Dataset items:
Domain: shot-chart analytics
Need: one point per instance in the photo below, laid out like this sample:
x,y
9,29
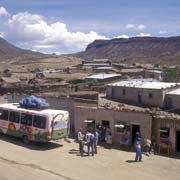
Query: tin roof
x,y
102,76
144,83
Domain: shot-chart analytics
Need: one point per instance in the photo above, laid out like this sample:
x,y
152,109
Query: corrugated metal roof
x,y
144,83
102,76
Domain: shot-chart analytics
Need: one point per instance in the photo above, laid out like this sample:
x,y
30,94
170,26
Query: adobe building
x,y
104,78
173,100
123,123
166,132
146,92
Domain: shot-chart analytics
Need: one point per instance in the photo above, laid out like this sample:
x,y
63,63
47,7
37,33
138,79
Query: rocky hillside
x,y
137,49
9,52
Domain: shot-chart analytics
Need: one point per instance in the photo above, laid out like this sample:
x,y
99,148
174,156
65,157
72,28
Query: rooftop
x,y
102,76
144,83
175,92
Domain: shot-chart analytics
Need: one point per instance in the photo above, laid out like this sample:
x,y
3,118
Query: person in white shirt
x,y
80,140
90,142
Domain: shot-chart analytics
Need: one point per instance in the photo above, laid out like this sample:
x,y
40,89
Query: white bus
x,y
33,125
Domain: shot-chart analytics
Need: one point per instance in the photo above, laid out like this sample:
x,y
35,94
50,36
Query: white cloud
x,y
135,26
3,12
162,32
140,26
32,31
130,26
144,35
121,36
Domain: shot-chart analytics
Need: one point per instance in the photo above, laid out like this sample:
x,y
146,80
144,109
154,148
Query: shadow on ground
x,y
33,146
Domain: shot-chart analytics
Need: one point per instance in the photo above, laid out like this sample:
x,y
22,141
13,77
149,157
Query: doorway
x,y
105,124
139,98
178,141
135,129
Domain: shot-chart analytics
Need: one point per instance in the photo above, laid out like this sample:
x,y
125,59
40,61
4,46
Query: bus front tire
x,y
25,140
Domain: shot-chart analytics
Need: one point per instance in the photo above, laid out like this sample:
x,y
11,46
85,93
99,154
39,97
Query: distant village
x,y
126,98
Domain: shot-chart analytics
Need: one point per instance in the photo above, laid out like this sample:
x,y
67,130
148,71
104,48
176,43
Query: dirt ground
x,y
61,161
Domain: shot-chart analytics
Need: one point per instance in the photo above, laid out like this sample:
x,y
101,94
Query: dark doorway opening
x,y
139,98
178,141
105,123
135,129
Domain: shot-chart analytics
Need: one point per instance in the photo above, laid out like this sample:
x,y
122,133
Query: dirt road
x,y
61,161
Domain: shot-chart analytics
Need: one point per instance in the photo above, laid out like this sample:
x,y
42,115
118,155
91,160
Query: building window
x,y
120,127
124,92
164,135
150,95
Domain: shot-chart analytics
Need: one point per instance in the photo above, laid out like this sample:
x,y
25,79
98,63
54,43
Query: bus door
x,y
14,123
59,126
4,120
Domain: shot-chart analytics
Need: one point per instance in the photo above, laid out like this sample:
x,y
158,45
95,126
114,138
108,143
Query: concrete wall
x,y
131,95
172,124
100,114
175,101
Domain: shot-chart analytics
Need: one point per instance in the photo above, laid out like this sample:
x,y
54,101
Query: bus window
x,y
39,122
14,116
26,119
4,115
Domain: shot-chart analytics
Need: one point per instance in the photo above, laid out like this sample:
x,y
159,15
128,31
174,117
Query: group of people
x,y
147,147
90,139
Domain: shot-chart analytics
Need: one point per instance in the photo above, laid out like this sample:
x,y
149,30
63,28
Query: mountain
x,y
137,49
9,52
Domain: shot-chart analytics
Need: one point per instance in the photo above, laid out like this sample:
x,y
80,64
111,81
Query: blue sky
x,y
66,26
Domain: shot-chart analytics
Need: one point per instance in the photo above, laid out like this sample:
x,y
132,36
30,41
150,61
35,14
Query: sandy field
x,y
61,161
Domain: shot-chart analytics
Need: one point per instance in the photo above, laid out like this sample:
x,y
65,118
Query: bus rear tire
x,y
25,140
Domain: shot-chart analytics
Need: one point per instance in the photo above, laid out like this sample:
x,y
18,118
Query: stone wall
x,y
113,116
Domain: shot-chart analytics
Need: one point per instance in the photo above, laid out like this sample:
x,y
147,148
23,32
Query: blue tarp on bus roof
x,y
33,102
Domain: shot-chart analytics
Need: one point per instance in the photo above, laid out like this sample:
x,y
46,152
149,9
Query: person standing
x,y
138,147
80,140
90,142
96,135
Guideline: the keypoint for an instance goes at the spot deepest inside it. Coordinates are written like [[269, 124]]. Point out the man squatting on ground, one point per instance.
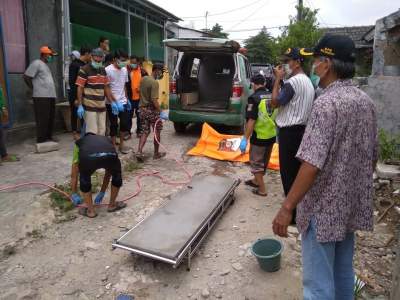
[[261, 127], [333, 190], [294, 101], [91, 153]]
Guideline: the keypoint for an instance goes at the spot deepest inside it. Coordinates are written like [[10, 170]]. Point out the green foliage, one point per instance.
[[59, 200], [217, 31], [302, 34], [261, 48], [389, 146]]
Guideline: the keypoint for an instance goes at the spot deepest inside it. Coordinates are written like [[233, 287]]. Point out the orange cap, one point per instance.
[[47, 50]]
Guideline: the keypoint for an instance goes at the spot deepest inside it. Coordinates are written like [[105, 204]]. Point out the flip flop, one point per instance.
[[10, 158], [256, 192], [83, 212], [159, 155], [120, 205], [251, 183]]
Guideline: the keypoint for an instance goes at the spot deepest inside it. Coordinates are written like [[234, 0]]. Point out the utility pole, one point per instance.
[[299, 10], [206, 21]]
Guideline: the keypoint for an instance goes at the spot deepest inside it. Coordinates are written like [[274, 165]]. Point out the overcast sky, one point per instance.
[[238, 16]]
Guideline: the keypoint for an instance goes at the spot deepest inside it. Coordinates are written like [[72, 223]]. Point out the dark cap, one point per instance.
[[258, 79], [340, 47], [295, 54]]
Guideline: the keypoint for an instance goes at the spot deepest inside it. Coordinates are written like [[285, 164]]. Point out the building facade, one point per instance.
[[137, 26]]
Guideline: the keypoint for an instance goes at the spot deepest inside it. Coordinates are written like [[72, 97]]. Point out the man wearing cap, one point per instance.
[[93, 86], [39, 78], [150, 111], [333, 191], [261, 127], [74, 67], [295, 100]]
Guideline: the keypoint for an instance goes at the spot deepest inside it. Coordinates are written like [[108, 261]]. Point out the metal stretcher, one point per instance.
[[175, 230]]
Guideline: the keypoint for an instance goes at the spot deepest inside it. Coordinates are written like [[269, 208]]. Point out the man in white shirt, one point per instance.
[[118, 77], [38, 77], [294, 99]]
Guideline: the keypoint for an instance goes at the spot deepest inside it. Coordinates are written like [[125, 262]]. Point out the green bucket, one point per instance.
[[268, 253]]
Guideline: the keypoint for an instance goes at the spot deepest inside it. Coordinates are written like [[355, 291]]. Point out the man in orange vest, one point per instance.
[[133, 89]]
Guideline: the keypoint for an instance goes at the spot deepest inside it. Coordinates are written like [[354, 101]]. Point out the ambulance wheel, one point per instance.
[[180, 127]]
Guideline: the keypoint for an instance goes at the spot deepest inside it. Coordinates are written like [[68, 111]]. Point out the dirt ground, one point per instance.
[[52, 255]]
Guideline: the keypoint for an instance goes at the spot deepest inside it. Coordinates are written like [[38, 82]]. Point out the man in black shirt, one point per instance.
[[261, 127], [74, 67], [91, 153]]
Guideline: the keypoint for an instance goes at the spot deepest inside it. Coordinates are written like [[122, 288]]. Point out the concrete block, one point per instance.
[[47, 147], [387, 171]]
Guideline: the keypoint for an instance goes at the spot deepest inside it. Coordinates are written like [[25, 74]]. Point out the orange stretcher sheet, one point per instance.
[[226, 147]]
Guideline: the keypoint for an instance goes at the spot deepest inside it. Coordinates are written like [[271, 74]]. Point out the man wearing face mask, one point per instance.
[[133, 89], [93, 86], [150, 111], [39, 78], [294, 100], [333, 191], [118, 77]]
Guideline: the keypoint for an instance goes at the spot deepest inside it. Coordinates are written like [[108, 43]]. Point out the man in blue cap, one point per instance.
[[333, 190]]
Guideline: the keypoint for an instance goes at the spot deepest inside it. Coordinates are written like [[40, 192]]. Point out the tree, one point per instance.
[[261, 47], [304, 33], [217, 31]]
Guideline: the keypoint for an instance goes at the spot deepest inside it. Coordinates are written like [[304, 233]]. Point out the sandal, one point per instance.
[[159, 155], [119, 205], [83, 211], [251, 183], [257, 192], [10, 158]]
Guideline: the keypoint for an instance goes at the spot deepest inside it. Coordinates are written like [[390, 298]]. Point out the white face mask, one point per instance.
[[287, 69]]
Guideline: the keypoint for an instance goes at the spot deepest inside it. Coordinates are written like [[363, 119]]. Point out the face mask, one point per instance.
[[314, 77], [121, 64], [287, 69], [96, 65]]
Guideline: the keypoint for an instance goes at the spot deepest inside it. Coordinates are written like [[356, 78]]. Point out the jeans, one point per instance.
[[327, 267]]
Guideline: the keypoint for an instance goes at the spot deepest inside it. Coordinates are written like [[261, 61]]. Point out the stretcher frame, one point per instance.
[[196, 239]]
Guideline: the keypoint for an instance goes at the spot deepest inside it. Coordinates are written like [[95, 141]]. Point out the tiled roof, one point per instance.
[[356, 33]]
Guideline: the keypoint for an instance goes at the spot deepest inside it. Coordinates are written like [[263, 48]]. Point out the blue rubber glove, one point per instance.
[[164, 115], [120, 106], [129, 106], [76, 199], [114, 108], [243, 145], [80, 112], [99, 198]]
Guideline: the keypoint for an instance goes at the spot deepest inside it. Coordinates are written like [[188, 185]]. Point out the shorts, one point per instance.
[[148, 119], [259, 158], [95, 122], [88, 166]]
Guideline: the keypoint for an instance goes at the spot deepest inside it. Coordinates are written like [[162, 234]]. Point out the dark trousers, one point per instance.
[[135, 110], [289, 143], [123, 120], [44, 115], [74, 110], [3, 150]]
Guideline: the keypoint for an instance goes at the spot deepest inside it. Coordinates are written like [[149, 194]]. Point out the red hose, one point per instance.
[[138, 182]]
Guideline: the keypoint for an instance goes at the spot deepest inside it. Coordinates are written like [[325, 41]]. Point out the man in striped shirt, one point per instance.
[[294, 99], [93, 86]]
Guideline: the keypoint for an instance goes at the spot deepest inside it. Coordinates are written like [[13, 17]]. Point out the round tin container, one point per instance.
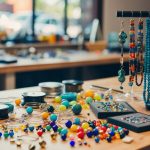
[[52, 89], [73, 85]]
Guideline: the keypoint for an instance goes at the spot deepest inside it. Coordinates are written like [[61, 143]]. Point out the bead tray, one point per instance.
[[97, 108], [136, 122]]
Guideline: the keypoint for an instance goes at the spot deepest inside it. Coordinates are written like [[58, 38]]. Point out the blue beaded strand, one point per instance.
[[146, 91]]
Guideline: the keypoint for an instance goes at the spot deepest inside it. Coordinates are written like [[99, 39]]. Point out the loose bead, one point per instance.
[[18, 102], [62, 108], [97, 139], [29, 110], [77, 121], [68, 124], [31, 128], [55, 128], [50, 109], [65, 103], [40, 132], [48, 127], [53, 117], [45, 115], [72, 143], [64, 131], [85, 125], [80, 135], [58, 99], [74, 128]]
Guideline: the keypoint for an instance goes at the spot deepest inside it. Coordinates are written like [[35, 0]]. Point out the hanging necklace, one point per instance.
[[122, 40], [140, 49], [132, 53], [146, 92]]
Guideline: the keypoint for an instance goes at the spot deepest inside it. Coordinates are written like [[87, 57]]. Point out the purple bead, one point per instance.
[[68, 124], [55, 128], [72, 143], [89, 134], [52, 123], [95, 132], [63, 137]]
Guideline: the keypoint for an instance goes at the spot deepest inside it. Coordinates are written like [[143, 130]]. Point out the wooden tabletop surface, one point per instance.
[[140, 139], [75, 60]]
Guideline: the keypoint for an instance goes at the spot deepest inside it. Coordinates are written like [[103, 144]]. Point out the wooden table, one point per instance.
[[141, 140], [7, 72]]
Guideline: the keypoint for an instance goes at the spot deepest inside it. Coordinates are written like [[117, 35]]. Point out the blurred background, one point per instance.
[[53, 40]]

» **EXERCISE**
Print exactly the lines from the one containing "purple bead, one point per instance." through the last line of the records above, both included.

» **TASK OUTPUT**
Guideline: the keypoint for an instance goes at the spot deepest inside it. Coordinates are written like [[87, 57]]. Point out the purple bead, one point per instance.
[[68, 124], [55, 128], [72, 143], [89, 134], [52, 123], [95, 132], [63, 137]]
Guideline: the keypoint for an instance goes at the spot deepest inside it. Coordinates are written like [[143, 130]]. Point out the wooden tabletop surface, one point per instance.
[[140, 139], [75, 60]]
Guideline: the keypoint for an instance goes at the spot deepest inside it. Coordinates are written like [[103, 144]]. Point out the wooden table, one point per instance.
[[141, 140], [7, 72]]
Guideline: the keypoint for an instance goes at the spot deepest inside it. Coordinates are written like [[117, 35]]. Point out the blurred background, one point per instance.
[[53, 40]]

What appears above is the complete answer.